Data items:
--- BEGIN ---

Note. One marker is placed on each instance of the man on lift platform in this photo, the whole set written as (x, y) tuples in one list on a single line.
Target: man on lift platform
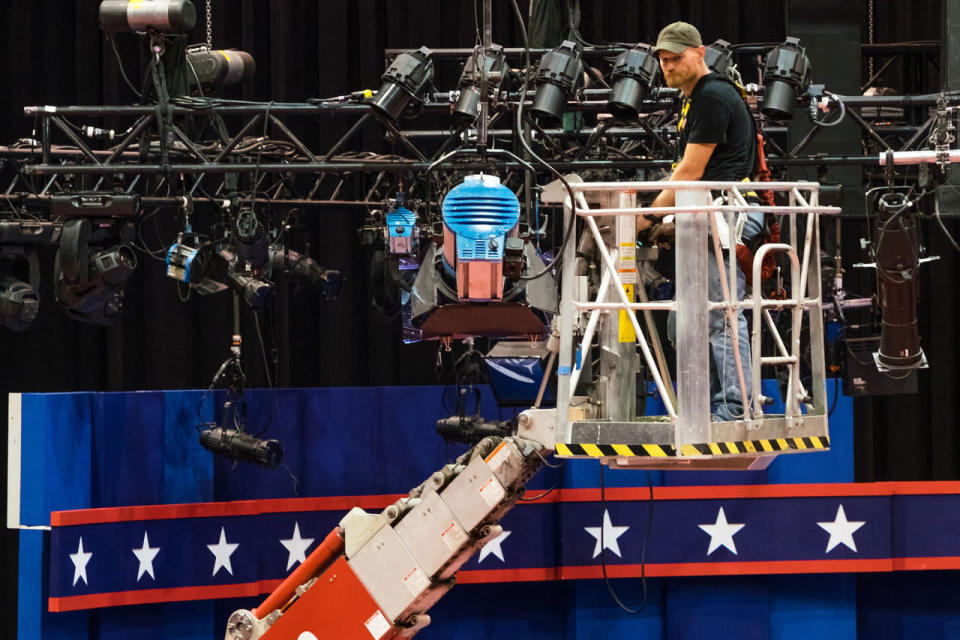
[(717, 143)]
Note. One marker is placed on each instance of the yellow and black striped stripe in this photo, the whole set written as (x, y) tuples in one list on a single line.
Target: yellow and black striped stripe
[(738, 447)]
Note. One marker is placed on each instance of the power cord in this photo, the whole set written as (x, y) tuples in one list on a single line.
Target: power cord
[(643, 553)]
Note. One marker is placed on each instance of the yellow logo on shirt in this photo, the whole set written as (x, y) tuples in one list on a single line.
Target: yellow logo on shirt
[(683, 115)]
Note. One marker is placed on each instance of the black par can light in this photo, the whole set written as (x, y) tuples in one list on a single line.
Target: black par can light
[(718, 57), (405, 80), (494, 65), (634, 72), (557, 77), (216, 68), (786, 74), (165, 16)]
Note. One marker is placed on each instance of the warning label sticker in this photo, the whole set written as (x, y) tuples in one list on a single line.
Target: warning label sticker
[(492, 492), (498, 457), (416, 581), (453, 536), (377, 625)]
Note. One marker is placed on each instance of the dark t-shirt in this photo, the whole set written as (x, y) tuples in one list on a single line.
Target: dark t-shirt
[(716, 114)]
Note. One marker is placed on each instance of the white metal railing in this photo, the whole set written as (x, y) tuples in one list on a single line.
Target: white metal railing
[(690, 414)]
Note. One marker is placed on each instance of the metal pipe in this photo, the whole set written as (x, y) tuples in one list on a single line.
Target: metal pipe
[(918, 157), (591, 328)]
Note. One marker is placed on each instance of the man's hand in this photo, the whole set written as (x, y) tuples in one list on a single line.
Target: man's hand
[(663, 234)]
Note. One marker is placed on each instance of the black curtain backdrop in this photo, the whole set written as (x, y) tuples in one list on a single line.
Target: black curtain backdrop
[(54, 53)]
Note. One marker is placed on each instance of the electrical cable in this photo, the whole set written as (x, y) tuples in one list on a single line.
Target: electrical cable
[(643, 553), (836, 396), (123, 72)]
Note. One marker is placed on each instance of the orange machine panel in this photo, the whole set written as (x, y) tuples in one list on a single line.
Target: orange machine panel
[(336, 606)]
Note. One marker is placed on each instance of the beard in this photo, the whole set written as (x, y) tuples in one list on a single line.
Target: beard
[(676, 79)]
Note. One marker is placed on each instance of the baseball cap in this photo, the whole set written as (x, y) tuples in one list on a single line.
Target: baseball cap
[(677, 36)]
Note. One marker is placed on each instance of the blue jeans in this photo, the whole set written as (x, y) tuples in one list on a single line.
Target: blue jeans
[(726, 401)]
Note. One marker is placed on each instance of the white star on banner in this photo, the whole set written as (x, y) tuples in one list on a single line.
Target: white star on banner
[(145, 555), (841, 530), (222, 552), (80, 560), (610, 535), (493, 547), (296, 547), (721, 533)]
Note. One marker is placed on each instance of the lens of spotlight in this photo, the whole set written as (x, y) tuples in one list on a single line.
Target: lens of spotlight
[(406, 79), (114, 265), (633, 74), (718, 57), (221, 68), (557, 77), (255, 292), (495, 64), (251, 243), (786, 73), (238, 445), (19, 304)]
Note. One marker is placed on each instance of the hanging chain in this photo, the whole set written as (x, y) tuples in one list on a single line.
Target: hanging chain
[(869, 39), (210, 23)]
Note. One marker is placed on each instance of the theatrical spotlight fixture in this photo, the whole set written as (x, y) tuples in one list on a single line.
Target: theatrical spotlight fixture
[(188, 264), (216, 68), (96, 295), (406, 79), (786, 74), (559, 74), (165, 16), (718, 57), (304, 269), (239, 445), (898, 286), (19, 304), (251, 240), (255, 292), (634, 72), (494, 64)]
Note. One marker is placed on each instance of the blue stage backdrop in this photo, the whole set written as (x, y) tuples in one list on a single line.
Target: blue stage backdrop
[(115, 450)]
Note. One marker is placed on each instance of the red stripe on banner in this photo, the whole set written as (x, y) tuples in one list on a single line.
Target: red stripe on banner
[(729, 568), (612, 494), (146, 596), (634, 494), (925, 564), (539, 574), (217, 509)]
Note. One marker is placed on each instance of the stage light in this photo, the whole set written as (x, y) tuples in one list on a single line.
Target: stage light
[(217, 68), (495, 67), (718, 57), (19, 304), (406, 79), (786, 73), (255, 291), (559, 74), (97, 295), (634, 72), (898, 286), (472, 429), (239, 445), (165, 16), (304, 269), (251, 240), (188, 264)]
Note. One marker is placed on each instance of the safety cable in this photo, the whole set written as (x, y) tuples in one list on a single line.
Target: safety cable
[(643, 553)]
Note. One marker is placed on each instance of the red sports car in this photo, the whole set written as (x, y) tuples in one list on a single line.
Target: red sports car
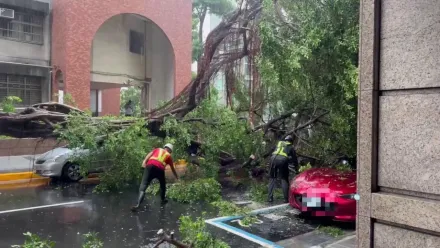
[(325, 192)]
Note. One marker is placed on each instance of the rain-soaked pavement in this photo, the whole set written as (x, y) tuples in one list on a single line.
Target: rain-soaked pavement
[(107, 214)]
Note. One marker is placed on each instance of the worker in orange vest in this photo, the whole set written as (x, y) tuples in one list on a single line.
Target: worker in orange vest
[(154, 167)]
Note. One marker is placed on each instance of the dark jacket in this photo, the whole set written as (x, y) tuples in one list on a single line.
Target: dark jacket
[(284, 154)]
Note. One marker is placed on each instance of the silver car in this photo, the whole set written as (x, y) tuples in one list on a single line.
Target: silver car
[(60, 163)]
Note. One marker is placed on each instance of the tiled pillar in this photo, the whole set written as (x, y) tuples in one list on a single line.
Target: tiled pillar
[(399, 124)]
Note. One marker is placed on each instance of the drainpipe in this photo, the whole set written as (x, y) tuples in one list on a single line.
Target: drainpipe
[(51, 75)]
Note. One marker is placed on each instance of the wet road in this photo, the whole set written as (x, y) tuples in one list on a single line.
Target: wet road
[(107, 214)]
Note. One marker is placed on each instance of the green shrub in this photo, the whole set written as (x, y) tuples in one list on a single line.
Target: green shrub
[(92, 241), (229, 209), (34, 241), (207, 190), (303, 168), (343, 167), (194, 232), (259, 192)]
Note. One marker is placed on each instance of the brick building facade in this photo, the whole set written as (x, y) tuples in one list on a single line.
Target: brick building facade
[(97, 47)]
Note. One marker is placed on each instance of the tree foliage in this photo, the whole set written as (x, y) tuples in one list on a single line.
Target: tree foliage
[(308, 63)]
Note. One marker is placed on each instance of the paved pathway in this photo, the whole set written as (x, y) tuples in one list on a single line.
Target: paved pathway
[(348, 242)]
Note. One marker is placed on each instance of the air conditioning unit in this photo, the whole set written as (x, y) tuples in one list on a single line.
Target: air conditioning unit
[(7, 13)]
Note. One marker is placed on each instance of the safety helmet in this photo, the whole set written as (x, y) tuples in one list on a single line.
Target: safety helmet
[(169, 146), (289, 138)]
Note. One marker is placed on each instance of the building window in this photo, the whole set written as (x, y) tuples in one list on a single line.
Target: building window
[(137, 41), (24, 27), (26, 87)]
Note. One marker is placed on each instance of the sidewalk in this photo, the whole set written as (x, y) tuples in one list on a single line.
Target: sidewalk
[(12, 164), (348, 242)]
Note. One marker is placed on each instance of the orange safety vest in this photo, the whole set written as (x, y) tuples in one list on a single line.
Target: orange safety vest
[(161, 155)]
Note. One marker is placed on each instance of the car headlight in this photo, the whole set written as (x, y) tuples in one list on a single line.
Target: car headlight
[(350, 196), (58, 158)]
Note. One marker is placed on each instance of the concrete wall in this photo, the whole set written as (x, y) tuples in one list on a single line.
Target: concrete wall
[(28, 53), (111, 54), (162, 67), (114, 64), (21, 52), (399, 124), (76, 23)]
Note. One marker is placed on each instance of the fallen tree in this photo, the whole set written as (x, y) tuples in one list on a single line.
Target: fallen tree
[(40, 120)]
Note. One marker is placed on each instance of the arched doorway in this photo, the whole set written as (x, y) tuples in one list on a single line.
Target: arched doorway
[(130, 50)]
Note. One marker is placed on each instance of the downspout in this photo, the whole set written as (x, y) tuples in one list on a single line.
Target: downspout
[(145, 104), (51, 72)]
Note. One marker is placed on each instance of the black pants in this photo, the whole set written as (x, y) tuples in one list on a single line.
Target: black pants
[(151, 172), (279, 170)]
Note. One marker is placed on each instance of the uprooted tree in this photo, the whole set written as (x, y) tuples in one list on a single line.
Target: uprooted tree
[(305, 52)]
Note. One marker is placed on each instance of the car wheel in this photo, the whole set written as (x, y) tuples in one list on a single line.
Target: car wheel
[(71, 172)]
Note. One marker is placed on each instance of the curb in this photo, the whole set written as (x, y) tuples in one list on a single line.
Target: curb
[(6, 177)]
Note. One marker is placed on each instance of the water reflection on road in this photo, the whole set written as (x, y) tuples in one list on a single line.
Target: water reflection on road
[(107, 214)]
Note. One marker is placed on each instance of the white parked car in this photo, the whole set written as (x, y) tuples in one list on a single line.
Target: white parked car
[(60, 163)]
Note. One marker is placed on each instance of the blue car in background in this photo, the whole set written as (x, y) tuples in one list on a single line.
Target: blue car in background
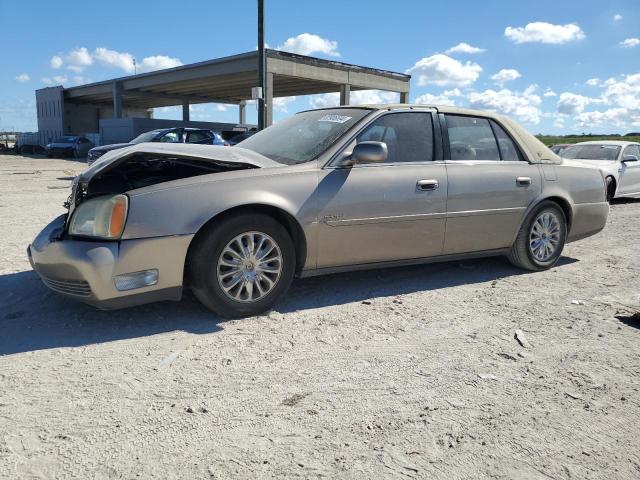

--- END ---

TO DO >>
Recast the records from the line containing "Note. One marker is placed on each instance of the sidewalk" through the line containing "[(161, 155)]" as a Markdown table with the columns n and Line. Give one numbered row per line and leave out blank lines.

SOLUTION >>
| n | Line |
|---|---|
| 1 | Note. One marker is placed on each instance of the sidewalk in this photo, the whole set written as (x, y) tuples in one list on a single line. |
| 2 | Target: sidewalk |
| 3 | [(12, 164), (348, 242)] |
| 4 | Note. One marker is placed on each instance of the orange safety vest in this photo, the whole set written as (x, y) tuples in one list on a single line. |
| 5 | Target: orange safety vest |
| 6 | [(161, 155)] |